■ Objective a ■
In the reflection on the sentence fragment mini lesson, what did the student volunteer do that threw the writer for a loop?

## Begin Source extract

September 12:
A reflection upon my own sentence fragment mini lesson:
My presentation didn't go as smoothly as I had envisioned it, which can only be useful in preparing me with classroom realities I will soon be facing. I think my own problem stemmed from my lack of confidence in the topic I presented; I know what a sentence fragment looks like and I can fix it thanks to my internal sense of grammar, but conveying what I knew turned out to be somewhat trying. When I asked for a "student" volunteer to correct the fragment on the board, he corrected it differently than I would have, which threw me for a loop. I didn't respond immediately, or in a manner I would have liked to. This falter in my confidence affected the rest of my lesson and the way in which I carried myself. I became nervous, started jumping around my plan, and abandoned some parts of it completely.
Not executing my lesson as I planned it wasn't the problem, but instead my loss of authority when I doubted my own content knowledge. I kept thinking that if students witnessed a slip in my self-assurance that the lesson wouldn't be taken seriously. The last thing I want is to fall on my face in front of a class because of a lapse in self-confidence; I'd rather a downfall come from taking a risk in trying something new that didn't turn out.

## End Source extract
## Begin Listing

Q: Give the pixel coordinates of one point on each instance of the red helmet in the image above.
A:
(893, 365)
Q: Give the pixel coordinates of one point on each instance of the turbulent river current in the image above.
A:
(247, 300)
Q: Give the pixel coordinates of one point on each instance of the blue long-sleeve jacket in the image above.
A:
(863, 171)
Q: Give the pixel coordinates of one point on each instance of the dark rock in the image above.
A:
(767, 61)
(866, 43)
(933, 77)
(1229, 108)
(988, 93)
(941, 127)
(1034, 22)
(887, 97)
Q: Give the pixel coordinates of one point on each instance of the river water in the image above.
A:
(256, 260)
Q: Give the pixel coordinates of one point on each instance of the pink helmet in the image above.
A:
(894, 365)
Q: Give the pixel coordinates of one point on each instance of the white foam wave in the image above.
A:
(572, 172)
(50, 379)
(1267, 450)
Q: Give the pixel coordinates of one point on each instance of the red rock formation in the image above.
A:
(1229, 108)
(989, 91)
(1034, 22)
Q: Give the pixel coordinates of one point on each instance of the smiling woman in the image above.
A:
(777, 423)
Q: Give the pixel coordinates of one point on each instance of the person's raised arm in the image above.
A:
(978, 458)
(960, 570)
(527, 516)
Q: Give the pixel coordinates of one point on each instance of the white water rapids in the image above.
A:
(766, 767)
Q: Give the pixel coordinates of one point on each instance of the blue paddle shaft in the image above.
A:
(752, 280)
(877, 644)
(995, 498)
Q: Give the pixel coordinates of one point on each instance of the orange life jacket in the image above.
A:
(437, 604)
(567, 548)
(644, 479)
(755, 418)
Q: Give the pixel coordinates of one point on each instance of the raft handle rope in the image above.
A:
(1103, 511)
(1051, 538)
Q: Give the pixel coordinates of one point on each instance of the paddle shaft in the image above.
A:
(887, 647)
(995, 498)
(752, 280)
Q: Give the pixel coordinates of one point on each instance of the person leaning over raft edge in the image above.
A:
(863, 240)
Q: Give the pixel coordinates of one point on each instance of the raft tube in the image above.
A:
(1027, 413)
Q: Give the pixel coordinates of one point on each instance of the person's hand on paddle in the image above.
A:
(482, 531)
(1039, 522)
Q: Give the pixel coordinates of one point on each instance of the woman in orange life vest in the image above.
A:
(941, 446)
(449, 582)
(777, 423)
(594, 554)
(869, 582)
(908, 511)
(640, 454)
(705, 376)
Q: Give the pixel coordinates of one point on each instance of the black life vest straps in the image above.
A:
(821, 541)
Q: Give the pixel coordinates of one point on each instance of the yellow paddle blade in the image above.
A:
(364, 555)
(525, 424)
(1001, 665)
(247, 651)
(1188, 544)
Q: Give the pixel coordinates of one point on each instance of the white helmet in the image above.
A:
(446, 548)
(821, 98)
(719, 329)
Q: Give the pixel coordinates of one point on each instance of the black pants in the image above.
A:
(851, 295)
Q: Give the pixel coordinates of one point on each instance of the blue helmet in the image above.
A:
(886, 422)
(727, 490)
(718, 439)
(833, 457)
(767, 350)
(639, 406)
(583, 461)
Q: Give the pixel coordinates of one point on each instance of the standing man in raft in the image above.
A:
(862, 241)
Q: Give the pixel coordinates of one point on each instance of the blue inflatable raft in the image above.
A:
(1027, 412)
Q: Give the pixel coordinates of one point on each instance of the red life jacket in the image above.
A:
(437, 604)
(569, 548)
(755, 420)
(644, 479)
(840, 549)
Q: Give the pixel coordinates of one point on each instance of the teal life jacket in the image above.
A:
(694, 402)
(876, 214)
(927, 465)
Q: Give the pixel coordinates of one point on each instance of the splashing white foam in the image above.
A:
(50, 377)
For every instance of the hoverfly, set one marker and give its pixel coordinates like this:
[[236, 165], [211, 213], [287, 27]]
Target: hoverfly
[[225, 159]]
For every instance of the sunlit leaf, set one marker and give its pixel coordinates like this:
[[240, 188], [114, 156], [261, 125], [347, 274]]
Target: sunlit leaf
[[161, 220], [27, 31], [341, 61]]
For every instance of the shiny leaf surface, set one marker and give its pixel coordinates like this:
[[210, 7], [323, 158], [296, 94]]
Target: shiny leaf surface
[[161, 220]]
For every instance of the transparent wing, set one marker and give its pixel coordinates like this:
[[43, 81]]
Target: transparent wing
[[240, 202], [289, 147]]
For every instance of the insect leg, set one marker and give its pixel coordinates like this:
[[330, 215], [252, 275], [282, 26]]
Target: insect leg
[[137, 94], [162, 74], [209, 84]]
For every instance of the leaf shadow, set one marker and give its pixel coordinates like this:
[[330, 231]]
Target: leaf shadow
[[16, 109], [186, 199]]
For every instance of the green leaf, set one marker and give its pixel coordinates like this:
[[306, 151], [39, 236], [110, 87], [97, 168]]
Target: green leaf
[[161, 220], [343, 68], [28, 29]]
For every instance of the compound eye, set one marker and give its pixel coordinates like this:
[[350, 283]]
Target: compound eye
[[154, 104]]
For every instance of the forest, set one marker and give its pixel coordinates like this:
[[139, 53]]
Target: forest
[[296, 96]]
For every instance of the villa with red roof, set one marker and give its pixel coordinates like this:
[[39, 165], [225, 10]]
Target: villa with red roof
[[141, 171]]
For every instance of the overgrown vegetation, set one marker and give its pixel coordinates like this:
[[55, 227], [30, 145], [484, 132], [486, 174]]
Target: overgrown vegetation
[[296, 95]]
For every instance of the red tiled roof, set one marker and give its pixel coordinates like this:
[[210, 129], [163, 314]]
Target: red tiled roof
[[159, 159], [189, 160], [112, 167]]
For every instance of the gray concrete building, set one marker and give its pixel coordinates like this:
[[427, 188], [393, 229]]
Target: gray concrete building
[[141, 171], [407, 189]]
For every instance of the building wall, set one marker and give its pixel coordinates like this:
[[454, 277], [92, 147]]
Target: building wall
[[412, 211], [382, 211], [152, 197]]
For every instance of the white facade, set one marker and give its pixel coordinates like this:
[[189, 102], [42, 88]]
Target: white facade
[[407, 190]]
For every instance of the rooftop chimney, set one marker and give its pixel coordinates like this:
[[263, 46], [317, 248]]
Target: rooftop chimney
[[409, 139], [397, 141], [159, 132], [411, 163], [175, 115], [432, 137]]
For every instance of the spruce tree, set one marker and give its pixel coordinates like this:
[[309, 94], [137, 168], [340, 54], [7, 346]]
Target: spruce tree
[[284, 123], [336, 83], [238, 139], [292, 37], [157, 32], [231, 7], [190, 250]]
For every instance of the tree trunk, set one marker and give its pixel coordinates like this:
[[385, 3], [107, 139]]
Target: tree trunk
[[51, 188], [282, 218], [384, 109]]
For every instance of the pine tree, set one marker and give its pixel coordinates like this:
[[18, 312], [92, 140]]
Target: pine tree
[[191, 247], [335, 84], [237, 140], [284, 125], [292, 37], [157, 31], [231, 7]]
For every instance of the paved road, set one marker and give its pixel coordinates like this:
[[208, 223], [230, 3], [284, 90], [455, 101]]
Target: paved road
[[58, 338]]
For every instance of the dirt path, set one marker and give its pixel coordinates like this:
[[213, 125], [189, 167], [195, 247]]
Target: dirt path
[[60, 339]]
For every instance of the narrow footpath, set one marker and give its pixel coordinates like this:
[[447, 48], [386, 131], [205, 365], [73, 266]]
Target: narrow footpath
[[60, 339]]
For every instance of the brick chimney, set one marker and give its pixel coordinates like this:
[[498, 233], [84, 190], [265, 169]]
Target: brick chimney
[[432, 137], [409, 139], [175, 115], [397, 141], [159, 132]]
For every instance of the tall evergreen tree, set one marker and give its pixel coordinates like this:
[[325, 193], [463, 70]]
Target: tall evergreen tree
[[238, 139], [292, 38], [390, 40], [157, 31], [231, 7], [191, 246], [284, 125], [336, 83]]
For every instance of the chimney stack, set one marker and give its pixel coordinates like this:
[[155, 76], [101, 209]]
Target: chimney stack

## End Listing

■ Objective b ■
Please rewrite the rows from the first one through the line with "(1267, 450)", swapping "dark rock" for "gray boulder" and leaving everything else unchanged. Return only those lines.

■ Complete output a ■
The volunteer corrected the fragment on the board differently than the writer would have.

■ Complete output b ■
Q: Give the pixel coordinates of one point on each instance of the red helmet in the image above.
A:
(893, 365)
Q: Give the pixel coordinates of one point on each instance of the turbulent river current in the image above.
A:
(247, 300)
Q: Give the pixel coordinates of one point on each instance of the blue long-sleeve jacket in the image above.
A:
(863, 171)
Q: Give the pixel coordinates of one point on each instance of the gray boulder in the image above.
A:
(767, 61)
(866, 43)
(933, 77)
(1229, 108)
(988, 93)
(941, 127)
(1034, 22)
(887, 97)
Q: Give the pixel coordinates of one point on each instance of the river water in the image above.
A:
(256, 260)
Q: Give the pixel coordinates of one point on each instance of the pink helmet in the image above.
A:
(894, 365)
Q: Give the pixel coordinates of one point on each instance of the white foam wave in the image above.
A:
(572, 172)
(50, 379)
(1267, 450)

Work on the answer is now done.